• **EXERCISE**
Quote verbatim the lines below, beginning with the line that contains "signpost in the photo above." and continuing through the line that contains "pixel 89 100", with both of those lines included.

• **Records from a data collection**
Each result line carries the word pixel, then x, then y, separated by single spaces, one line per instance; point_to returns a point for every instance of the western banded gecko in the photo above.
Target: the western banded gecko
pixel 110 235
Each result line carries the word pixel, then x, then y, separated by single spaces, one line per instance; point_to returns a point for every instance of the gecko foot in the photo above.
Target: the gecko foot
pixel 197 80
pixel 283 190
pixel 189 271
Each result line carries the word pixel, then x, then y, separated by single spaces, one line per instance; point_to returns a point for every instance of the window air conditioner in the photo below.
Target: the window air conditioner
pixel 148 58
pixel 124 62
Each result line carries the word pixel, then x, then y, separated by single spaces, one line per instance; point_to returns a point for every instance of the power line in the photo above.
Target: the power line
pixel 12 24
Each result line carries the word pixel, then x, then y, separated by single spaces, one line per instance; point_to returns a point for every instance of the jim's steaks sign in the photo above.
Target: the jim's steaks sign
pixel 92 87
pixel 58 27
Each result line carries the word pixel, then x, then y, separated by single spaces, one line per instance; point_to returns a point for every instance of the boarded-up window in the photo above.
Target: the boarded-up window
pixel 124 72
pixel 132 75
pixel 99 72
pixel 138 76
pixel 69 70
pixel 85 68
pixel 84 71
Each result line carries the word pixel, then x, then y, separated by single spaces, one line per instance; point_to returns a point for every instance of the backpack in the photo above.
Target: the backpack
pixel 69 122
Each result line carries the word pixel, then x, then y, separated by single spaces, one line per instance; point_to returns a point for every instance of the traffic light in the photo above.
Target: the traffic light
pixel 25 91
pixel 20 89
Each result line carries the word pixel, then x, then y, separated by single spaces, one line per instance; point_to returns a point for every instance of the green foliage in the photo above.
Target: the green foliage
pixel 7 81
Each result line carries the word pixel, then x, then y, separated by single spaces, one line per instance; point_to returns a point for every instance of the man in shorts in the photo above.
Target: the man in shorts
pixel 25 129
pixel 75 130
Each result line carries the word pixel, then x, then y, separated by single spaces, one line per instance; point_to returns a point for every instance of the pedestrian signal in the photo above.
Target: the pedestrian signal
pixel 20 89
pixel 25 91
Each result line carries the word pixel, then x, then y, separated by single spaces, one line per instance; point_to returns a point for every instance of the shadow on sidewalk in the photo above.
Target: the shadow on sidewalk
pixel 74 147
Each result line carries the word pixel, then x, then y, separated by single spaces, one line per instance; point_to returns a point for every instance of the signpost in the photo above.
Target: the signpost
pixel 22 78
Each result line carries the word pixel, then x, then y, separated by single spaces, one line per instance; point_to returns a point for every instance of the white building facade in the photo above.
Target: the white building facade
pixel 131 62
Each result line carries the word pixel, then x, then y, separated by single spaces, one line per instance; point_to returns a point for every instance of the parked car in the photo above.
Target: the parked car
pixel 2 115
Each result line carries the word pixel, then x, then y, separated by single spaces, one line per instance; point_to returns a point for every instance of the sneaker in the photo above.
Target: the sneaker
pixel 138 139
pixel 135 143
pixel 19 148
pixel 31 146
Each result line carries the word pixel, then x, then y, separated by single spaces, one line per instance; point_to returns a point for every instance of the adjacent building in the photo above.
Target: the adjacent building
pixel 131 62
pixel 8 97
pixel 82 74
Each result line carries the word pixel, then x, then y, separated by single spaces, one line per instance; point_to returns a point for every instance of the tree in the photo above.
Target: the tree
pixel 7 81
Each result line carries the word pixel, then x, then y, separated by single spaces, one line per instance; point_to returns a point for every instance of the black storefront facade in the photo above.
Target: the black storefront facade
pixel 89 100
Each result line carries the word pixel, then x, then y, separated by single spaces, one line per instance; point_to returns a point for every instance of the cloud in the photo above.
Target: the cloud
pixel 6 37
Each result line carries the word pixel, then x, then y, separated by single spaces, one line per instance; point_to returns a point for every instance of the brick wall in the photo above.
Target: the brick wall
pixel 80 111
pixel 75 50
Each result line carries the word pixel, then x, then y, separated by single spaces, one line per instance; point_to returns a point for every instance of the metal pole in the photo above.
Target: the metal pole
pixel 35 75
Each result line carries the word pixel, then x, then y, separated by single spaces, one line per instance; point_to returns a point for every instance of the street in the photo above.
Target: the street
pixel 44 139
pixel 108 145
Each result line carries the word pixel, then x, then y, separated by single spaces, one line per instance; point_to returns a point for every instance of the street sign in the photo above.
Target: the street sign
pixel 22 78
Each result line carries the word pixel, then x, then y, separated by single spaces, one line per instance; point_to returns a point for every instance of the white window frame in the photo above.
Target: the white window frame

• **TASK OUTPUT**
Each result line carries the word pixel, then x, then y, separated by single spaces, one line per instance; point_to returns a point for every instance of the signpost in the photo above.
Target: the signpost
pixel 22 78
Each result line carries the word pixel, then x, then y, separated by single spaces, one line per instance; point_to returns a point for every instance of the white building facade in the photo above.
Target: the white building facade
pixel 131 62
Each result line carries the word pixel, then x, then y, separated by single spaces, one line per instance; point_to returns a point for every instance of the parked car in the photo above.
Target: the parked car
pixel 2 115
Each result line carries the word pixel, then x, then y, separated by single spaces, one line per instance; point_to returns a point for every instance of the sneaker in the photo above.
Target: the sneaker
pixel 138 139
pixel 135 143
pixel 19 148
pixel 31 146
Each result line carries the word pixel, then x, then y, separated by single spaces, one line per instance; point_to returns a point for every instance of the adjacent building in the photo above.
Target: the adjacent building
pixel 131 62
pixel 8 97
pixel 82 74
Each result line carries the word pixel, then x, then y, separated by single spaces, one line per instance; point_to returns a point for every instance of the tree in the photo above.
Target: the tree
pixel 7 81
Each result line carries the word pixel, then x, then y, separated by single spaces, one line per instance; point_to returns a point for every instance of the black storefront facade in the photo above.
Target: the black storefront facade
pixel 89 100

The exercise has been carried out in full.